Segmentation mask data:
------------------------------------

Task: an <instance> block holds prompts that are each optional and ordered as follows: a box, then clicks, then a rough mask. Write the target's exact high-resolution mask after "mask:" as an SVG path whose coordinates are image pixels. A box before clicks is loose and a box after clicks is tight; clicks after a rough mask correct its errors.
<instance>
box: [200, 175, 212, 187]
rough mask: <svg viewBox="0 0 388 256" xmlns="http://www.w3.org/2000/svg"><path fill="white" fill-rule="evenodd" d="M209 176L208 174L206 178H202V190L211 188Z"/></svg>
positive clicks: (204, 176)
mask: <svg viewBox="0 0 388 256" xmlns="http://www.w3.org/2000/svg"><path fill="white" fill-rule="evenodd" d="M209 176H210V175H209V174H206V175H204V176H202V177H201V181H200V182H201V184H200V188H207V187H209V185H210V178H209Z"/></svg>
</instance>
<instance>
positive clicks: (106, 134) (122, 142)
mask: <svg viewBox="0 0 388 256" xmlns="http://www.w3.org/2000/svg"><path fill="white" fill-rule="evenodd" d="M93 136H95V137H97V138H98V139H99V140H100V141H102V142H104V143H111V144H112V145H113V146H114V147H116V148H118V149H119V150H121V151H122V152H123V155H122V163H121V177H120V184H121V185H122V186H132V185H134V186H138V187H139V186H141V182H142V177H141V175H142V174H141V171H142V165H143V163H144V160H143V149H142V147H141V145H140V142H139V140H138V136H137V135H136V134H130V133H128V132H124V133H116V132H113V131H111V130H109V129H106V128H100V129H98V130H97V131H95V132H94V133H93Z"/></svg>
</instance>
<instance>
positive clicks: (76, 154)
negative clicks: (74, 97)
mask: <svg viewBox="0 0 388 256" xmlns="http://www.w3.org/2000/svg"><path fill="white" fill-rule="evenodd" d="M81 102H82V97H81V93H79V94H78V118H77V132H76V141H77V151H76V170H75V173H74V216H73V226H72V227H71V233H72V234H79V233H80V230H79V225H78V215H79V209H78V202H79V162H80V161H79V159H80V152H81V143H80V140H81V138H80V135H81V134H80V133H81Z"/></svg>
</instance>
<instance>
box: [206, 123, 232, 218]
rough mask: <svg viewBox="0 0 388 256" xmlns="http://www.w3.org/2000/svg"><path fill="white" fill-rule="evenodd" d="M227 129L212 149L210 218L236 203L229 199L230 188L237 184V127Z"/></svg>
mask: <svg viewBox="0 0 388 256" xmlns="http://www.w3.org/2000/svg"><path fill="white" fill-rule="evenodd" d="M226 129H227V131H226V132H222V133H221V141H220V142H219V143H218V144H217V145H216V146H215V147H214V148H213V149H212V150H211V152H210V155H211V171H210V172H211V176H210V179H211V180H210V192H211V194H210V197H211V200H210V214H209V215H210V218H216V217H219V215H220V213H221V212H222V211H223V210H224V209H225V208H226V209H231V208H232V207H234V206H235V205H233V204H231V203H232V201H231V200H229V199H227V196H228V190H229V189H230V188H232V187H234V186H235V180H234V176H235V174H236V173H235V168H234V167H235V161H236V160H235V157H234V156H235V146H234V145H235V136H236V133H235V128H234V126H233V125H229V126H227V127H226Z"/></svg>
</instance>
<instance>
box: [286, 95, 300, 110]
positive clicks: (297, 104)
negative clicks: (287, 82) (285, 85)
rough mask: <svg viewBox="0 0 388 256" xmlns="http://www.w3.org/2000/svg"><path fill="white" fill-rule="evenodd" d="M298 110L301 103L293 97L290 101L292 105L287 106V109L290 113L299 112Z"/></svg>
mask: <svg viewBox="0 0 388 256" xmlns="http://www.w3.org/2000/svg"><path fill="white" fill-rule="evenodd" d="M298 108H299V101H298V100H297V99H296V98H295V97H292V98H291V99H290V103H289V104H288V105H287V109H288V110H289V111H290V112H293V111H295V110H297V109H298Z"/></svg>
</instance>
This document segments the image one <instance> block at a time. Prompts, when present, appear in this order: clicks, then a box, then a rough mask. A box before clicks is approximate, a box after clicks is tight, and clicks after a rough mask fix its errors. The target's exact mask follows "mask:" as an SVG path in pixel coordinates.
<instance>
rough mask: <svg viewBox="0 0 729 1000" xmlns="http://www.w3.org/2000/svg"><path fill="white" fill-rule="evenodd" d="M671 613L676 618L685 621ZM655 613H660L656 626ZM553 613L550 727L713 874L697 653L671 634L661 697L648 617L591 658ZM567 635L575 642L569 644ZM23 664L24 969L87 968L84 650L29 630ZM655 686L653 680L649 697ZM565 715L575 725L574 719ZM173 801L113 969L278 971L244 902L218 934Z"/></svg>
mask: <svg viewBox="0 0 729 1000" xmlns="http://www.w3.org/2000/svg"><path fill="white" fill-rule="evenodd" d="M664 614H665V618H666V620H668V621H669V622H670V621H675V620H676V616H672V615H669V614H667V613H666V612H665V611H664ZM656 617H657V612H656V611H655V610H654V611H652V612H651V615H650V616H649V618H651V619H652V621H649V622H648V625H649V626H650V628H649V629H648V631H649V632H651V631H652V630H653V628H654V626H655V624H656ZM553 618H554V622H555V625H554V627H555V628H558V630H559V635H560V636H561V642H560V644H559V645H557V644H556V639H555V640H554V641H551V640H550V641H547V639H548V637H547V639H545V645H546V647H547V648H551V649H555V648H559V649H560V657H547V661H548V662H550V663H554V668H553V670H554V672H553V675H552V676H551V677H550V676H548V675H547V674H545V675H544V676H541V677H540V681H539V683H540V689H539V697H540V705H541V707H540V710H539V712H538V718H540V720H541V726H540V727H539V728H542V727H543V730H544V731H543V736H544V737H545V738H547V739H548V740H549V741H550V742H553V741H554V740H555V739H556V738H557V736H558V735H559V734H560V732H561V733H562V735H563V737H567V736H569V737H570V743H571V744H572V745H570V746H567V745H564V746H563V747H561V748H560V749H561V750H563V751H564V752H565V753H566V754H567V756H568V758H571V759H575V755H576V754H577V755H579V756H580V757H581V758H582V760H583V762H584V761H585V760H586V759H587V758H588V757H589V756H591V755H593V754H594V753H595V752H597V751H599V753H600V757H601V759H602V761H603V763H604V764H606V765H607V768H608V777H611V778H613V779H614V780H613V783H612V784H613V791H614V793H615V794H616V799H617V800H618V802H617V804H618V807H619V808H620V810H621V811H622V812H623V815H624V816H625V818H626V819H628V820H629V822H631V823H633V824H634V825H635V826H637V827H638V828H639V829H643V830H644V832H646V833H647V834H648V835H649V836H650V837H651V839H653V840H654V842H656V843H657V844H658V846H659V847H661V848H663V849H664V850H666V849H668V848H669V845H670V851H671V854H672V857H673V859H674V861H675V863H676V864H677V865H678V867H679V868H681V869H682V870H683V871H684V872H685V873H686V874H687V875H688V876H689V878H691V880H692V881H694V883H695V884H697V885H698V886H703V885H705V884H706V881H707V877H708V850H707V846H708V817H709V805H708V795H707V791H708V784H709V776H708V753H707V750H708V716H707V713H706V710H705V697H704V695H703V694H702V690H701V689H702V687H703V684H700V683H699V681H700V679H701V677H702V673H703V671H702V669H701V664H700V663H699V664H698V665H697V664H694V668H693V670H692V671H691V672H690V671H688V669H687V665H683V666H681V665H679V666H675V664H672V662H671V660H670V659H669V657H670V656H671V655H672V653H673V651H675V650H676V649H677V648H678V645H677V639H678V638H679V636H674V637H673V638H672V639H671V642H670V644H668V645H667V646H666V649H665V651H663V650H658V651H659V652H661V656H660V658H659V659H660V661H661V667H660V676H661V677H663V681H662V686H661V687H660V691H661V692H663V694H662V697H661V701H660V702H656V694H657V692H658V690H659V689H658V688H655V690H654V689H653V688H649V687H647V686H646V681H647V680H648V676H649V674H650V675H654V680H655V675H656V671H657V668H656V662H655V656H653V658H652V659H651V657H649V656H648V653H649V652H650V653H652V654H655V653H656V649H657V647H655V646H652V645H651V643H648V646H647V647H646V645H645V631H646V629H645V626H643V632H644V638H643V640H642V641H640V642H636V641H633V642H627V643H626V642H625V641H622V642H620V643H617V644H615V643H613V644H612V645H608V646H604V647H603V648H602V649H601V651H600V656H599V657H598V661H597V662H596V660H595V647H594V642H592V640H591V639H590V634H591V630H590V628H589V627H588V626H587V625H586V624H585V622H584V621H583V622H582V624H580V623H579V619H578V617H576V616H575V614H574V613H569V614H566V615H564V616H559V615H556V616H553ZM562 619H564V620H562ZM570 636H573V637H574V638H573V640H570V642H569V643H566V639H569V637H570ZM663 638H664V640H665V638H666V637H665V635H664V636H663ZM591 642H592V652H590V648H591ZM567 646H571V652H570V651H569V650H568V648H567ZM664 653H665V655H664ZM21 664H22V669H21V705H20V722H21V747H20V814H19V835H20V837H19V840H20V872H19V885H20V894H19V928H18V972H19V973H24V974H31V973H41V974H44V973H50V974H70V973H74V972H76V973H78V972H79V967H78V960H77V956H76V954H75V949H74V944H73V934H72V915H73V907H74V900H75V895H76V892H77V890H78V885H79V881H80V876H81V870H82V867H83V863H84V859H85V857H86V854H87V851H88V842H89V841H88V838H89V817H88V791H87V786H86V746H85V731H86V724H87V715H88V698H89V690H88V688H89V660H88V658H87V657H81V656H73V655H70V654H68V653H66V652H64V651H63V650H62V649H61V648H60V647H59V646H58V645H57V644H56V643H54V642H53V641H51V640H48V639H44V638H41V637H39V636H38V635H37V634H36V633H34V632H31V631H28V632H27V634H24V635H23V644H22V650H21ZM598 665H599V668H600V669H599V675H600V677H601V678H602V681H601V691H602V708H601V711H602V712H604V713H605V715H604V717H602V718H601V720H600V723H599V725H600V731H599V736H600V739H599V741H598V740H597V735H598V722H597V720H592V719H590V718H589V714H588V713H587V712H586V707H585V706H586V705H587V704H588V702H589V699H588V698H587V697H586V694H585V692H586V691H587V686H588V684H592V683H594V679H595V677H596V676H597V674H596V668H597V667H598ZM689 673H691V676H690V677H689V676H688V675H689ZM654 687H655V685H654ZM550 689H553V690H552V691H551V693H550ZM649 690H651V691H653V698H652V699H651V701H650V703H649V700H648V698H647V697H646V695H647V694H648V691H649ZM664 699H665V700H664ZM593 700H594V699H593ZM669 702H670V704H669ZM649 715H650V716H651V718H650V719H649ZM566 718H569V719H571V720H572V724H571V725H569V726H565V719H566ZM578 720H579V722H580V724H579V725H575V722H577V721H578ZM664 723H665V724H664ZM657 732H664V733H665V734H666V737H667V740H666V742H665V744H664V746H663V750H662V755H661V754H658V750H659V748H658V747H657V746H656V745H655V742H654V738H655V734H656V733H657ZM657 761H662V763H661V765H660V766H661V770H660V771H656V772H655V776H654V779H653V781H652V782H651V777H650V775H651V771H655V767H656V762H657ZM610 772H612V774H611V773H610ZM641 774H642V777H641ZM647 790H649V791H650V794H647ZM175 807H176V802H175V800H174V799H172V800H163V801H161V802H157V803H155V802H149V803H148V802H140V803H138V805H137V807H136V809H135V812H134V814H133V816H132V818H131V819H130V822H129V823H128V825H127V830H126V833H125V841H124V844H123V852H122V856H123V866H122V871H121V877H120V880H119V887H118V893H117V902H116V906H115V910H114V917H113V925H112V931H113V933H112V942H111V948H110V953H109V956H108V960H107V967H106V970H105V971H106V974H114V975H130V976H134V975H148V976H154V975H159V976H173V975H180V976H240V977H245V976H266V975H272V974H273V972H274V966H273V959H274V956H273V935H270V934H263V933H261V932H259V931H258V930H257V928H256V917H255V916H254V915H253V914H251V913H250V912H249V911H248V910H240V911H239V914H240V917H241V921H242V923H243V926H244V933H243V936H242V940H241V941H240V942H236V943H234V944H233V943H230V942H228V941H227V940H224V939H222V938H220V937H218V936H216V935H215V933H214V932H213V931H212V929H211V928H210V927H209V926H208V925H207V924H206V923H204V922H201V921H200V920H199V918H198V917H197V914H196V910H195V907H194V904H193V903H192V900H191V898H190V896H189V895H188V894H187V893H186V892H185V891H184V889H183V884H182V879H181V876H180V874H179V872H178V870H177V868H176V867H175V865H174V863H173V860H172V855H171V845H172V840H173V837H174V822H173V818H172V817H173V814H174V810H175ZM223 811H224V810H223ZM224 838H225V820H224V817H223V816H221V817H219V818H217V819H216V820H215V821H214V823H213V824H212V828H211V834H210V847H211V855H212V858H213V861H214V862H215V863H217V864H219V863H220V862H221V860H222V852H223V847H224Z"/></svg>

------------------------------------

Exercise prompt
Your reply must contain exactly the lines from the first line of the data through the line holding "positive clicks: (76, 154)", and nothing more.

Answer box
Task: an <instance> block holds prompts that are each optional and ordered as follows: a box, then clicks, then a rough mask. Write the target's exact high-resolution mask after "mask:" as an SVG path whose coordinates are image pixels. A box before clicks is loose and a box after clicks is tight; clicks after a rough mask correct its errors.
<instance>
box: [200, 175, 212, 187]
rough mask: <svg viewBox="0 0 388 256" xmlns="http://www.w3.org/2000/svg"><path fill="white" fill-rule="evenodd" d="M209 176L208 174L206 178H202V190L211 188Z"/></svg>
positive clicks: (204, 176)
mask: <svg viewBox="0 0 388 256" xmlns="http://www.w3.org/2000/svg"><path fill="white" fill-rule="evenodd" d="M209 176H210V175H209V174H206V175H204V176H202V177H201V181H200V182H201V184H200V188H207V187H209V185H210V178H209Z"/></svg>
</instance>
<instance>
positive clicks: (106, 134) (122, 142)
mask: <svg viewBox="0 0 388 256" xmlns="http://www.w3.org/2000/svg"><path fill="white" fill-rule="evenodd" d="M93 136H95V137H97V138H98V139H99V140H100V141H102V142H104V143H111V144H112V145H113V146H114V147H116V148H118V149H119V150H121V151H122V152H123V155H122V163H121V177H120V184H121V185H122V186H132V185H134V186H138V187H139V186H141V182H142V177H141V175H142V174H141V171H142V165H143V163H144V160H143V149H142V147H141V145H140V142H139V140H138V136H137V135H136V134H130V133H128V132H124V133H116V132H113V131H111V130H109V129H106V128H100V129H98V130H97V131H95V132H94V133H93Z"/></svg>
</instance>
<instance>
positive clicks: (76, 154)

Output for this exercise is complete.